## Task input
※

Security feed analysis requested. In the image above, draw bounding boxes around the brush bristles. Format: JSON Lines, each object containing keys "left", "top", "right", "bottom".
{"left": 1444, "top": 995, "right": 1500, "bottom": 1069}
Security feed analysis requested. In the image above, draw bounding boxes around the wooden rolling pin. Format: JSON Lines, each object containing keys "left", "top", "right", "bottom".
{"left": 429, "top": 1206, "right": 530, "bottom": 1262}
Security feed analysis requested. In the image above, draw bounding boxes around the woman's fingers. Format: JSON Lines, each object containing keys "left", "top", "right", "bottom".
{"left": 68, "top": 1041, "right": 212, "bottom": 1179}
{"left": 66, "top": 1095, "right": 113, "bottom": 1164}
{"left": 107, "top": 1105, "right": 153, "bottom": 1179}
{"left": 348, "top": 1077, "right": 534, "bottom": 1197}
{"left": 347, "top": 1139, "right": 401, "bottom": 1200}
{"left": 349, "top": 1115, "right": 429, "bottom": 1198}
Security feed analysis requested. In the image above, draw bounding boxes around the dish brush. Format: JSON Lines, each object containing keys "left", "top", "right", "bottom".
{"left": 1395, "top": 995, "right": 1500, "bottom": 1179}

※

Retype, exactly and only, the lines running from the one with "around the wooden" through the final line of the listing above.

## Problem solution
Security feed analysis requested. In the image above, draw bounding boxes around the wooden rolling pin. Format: JSON Lines, each object containing keys "left", "top", "right", "bottom".
{"left": 429, "top": 1206, "right": 530, "bottom": 1262}
Security feed analysis requested. In the image above, draw bounding boxes around the woman's fingers. Format: JSON Lines, each object containing keys "left", "top", "right", "bottom".
{"left": 68, "top": 1041, "right": 212, "bottom": 1179}
{"left": 66, "top": 1095, "right": 113, "bottom": 1164}
{"left": 107, "top": 1105, "right": 153, "bottom": 1179}
{"left": 348, "top": 1077, "right": 534, "bottom": 1197}
{"left": 347, "top": 1139, "right": 401, "bottom": 1200}
{"left": 349, "top": 1115, "right": 429, "bottom": 1198}
Security feed analysis requested. In the image above, draw bounding boxes around the dish brush. Format: JSON Lines, each object containing keys "left", "top", "right", "bottom".
{"left": 1395, "top": 995, "right": 1500, "bottom": 1179}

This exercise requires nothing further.